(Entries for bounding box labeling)
[start]

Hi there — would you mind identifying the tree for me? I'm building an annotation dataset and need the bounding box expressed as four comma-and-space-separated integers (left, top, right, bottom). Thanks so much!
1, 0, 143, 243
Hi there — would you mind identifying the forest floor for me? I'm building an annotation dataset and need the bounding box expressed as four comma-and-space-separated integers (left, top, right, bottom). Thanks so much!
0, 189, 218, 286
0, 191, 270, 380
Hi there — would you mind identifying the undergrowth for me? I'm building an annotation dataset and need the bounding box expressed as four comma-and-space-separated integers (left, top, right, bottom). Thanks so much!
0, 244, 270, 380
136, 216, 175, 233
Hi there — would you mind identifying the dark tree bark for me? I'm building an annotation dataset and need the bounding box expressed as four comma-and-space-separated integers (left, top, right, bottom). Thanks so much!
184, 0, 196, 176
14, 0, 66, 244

[end]
[start]

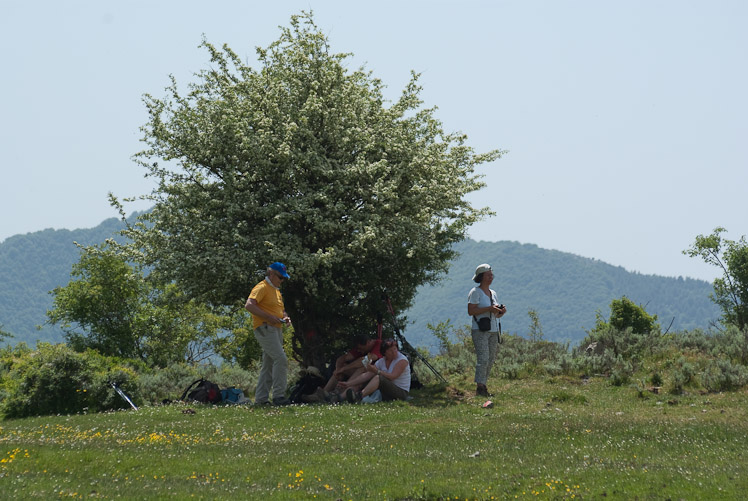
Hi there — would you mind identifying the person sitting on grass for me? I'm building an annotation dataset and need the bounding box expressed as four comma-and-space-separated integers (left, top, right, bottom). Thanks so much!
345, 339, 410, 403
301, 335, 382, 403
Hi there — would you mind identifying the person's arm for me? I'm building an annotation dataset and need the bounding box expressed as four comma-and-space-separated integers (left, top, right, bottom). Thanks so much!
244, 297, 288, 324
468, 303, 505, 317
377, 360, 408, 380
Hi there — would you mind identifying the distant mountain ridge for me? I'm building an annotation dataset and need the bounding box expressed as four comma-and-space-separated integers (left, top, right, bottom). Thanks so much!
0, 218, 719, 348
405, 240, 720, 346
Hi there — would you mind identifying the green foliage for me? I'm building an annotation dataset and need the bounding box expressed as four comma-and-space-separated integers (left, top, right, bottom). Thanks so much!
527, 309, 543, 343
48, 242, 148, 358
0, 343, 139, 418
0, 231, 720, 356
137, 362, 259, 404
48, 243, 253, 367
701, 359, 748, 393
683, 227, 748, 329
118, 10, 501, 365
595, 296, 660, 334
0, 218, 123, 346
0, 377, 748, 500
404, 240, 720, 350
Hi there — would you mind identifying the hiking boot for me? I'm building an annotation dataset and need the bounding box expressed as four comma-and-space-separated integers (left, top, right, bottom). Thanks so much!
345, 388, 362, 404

[end]

Reproduce the data above without changes, from the line with "Hi there — would you mind identifying the green" up to and including the line with "345, 388, 362, 404".

Solution for this exercise:
Hi there — would you mind identifying the green foliage for me? I'm building an annotation dataset and need the bounding box expressed as four comma-and-space-separated integers (left, top, right, bottom). Thanks so much!
527, 309, 543, 343
48, 242, 148, 358
0, 343, 139, 418
0, 231, 720, 356
137, 362, 259, 404
48, 243, 253, 367
701, 359, 748, 393
683, 227, 748, 329
118, 10, 501, 365
595, 296, 660, 334
0, 218, 123, 346
0, 377, 748, 500
404, 240, 720, 350
Hi there — would you mind identifying the hiking boot for me? I'm building an annotation dataset and need the bounding box expressed as four comma-and-space-separated integers (left, top, right, bottom). Thanks so much!
345, 388, 362, 404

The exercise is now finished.